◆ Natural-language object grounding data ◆

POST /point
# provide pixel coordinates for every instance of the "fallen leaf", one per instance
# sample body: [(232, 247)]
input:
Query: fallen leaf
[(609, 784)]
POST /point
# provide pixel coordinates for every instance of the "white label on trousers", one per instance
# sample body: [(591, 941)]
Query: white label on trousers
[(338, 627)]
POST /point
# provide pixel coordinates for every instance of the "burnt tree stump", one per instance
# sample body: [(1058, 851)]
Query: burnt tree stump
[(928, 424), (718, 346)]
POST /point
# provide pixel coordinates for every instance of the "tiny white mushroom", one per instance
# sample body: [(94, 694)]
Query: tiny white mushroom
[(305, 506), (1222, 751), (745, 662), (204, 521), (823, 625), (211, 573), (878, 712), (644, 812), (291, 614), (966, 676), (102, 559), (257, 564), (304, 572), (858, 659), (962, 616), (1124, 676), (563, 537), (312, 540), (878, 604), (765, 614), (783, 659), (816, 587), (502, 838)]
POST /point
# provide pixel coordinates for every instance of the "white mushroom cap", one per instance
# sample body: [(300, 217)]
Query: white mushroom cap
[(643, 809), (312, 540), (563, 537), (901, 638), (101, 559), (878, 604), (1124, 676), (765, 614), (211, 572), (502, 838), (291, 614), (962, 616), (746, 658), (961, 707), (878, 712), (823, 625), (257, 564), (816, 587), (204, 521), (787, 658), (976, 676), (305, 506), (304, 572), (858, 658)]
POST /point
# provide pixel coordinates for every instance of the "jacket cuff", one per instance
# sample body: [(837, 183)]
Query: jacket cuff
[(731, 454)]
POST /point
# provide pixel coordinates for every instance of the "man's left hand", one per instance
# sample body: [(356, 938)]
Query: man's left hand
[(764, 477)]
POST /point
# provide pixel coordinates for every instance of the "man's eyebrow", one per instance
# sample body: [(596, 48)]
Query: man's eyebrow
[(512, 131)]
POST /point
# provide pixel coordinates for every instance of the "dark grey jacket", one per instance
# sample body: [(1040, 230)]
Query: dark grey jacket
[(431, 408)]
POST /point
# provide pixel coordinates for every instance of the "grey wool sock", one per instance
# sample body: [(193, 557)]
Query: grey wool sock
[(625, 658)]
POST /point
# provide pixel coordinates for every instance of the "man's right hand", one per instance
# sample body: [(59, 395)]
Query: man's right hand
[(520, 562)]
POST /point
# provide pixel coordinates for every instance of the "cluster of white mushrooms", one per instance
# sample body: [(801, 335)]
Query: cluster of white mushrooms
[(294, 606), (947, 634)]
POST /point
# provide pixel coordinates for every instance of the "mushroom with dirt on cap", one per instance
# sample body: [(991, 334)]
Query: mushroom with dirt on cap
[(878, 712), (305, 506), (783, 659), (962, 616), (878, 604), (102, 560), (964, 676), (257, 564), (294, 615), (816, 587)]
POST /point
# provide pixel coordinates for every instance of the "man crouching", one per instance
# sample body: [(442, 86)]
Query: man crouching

◆ WORK TASK ◆
Each record must be output exactly, with none omitted.

◆ WRITTEN SOLUTION ◆
POST /point
# provide pixel coordinates for every instance of the "fallen leaf", one per instance
# sample body: [(232, 247)]
input:
Query: fallen leaf
[(609, 784)]
POST /point
# provide pixel coordinates for every instance of the "white label on trousers", one per instance
# sample body: [(591, 941)]
Query: white label on trousers
[(338, 627)]
POST /point
# provide pixel coordinates for every instance of the "burnt tree stump", one per instance
# sample body: [(1058, 851)]
Query: burnt tree stump
[(928, 424), (718, 346)]
POST /point
# provide pixel coordinates for every instance of the "tiny white mushroom", one per instance
# sample body: [(94, 694)]
Query: tiny white mushroom
[(305, 506), (1222, 751), (745, 662), (204, 521), (823, 625), (211, 573), (878, 712), (644, 812), (291, 614), (966, 676), (102, 559), (257, 564), (304, 572), (858, 659), (962, 616), (1124, 676), (563, 537), (312, 540), (878, 604), (765, 614), (783, 659), (816, 587), (502, 838)]
POST /point
# provide pixel coordinates for every instance of the "white mushroom cap", one per instance
# sample body: [(300, 217)]
Query: white mushroom cap
[(643, 809), (312, 540), (563, 537), (901, 638), (101, 559), (878, 604), (1124, 676), (765, 614), (211, 572), (502, 838), (291, 614), (962, 616), (746, 658), (961, 707), (878, 712), (823, 625), (257, 564), (816, 587), (204, 521), (787, 658), (976, 676), (305, 506), (304, 572), (858, 658)]
POST /point
# provide pixel coordinates for every instance of the "jacket cuff", one per instance
# sample body: [(837, 183)]
Query: jacket cuff
[(731, 454)]
POST /point
# provide pixel coordinates for every instance of the "man's left hand", one per instance
# sample body: [(356, 938)]
Query: man's left hand
[(764, 477)]
POST /point
# provide pixel coordinates for every instance of the "man's eyebrow", one per instance
# sample body: [(596, 48)]
Query: man's eyebrow
[(512, 131)]
POST /point
# provide pixel coordinates for every instance of the "dark grey jacket", one per instance
# sample body: [(1040, 230)]
Query: dark grey jacket
[(431, 408)]
POST /point
# provide pixel coordinates for every instance of the "grey wool sock", one per instance
# sample body: [(193, 557)]
Query: grey wool sock
[(625, 658)]
POST /point
# provide pixel coordinates for every instance of the "man's right hand", one per instance
# sample body: [(59, 395)]
Query: man's right hand
[(520, 562)]
POST /point
# provide pixel coordinates for every instance of the "cluster of white mushrooms", one per instance
# sample body: [(801, 335)]
Query: cluster of white mushrooms
[(294, 606), (947, 634)]
POST /point
# provide pixel coordinates for every instance of the "mushroom with dirt on cap", one per instance
# sample body: [(991, 334)]
Query: mushroom with dirt on cap
[(878, 712), (305, 506), (783, 659), (962, 616), (878, 604), (102, 560), (964, 676), (257, 564), (294, 615), (816, 587)]
POST /point
# provide pixel coordinates for every instance of the "man crouching", one per instance
# sample body: [(442, 86)]
Query: man crouching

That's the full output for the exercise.